[START OF Extracted text]

Cypher grammer, syntax, and documentation -- List, Collect, avg, etc are impenetrable to me

I find Cypher, or at least its documentation, to be extraordinarily frustrating because it tells me obvious things and is silent about the things that matter. I am new to Cypher, that's why I depend on the docs. Let me give an example.

As a baby step, I just want to see "avg" work in a live bolt browser (mumble:7474). The doc says "avg returns the average of a set of numeric values". Great. I guessed that from its name. The docs say that the syntax is "avg(expression)". Duh.

So I need to understand how to write an expression in Cypher that evaluates to a set of numeric values. That's EASY (in the bolt browser):

RETURN [1, 2, 3, 4, 5]

Push the little button and I get:

[1, 2, 3, 4, 5]

Ok, I just want to pass that to avg and return the result, right?

RETURN avg([1, 2, 3, 4, 5])

Wrong. ERROR: Neo.ClientError.Statement.SyntaxError --

Type mismatch: expected Float, Integer or Duration but was List<Integer> (line 1, column 12 (offset: 11))
"RETURN avg([1, 2, 3, 4, 5])"
            ^

Hmmm. Well, maybe I need to wrap it in something. But what?

RETURN COLLECT([1, 2, 3, 4, 5])

Nope, that's a list of lists.

Well, the complaint seemed to squawk about the square bracket, so maybe the following will work:

RETURN avg(1, 2, 3, 4)

Nope, no joy.

And so suddenly I find myself lost in the Cypher manual.

If a list literal -- [1, 2, 3], or range(0, 3) -- doesn't work as an argument to "avg", then what DOES work? What TYPE is an "expression" in the documentation of avg?

I sort-of understand how paths work. Once I understand how to talk to cypher, I THINK what I want to do is straightforward -- I want to collect a set of data values from an existing graph and compute something that looks a lot like a standard deviation (full, not sample).

My intuition says, perhaps incorrectly, that I ought to be able to do all of this in Cypher so that once I have a query I can apply it to my database (with several hundred thousand datapoints).

I know what a list comprehension is in Python, and I'm perfectly comfortable with its counterpart in Javascript/nodejs/React. I can write what I want in about 10 minutes in any of those. I think I can probably do it in MySQL if I had to (perish the thought).

[END OF Extracted text]
[START OF Source data]

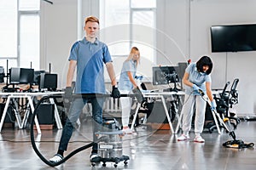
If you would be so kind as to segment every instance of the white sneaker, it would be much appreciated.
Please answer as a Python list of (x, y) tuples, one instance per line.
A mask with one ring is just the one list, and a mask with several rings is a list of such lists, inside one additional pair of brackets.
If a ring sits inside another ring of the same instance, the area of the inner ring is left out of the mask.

[END OF Source data]

- [Work required]:
Print the passage of the Cypher aggregation post starting at "Wrong. ERROR: Neo.ClientError.Statement.SyntaxError" and ending at "list of lists.", word for word.

- [Full solution]:
Wrong. ERROR: Neo.ClientError.Statement.SyntaxError --

Type mismatch: expected Float, Integer or Duration but was List<Integer> (line 1, column 12 (offset: 11))
"RETURN avg([1, 2, 3, 4, 5])"
            ^

Hmmm. Well, maybe I need to wrap it in something. But what?

RETURN COLLECT([1, 2, 3, 4, 5])

Nope, that's a list of lists.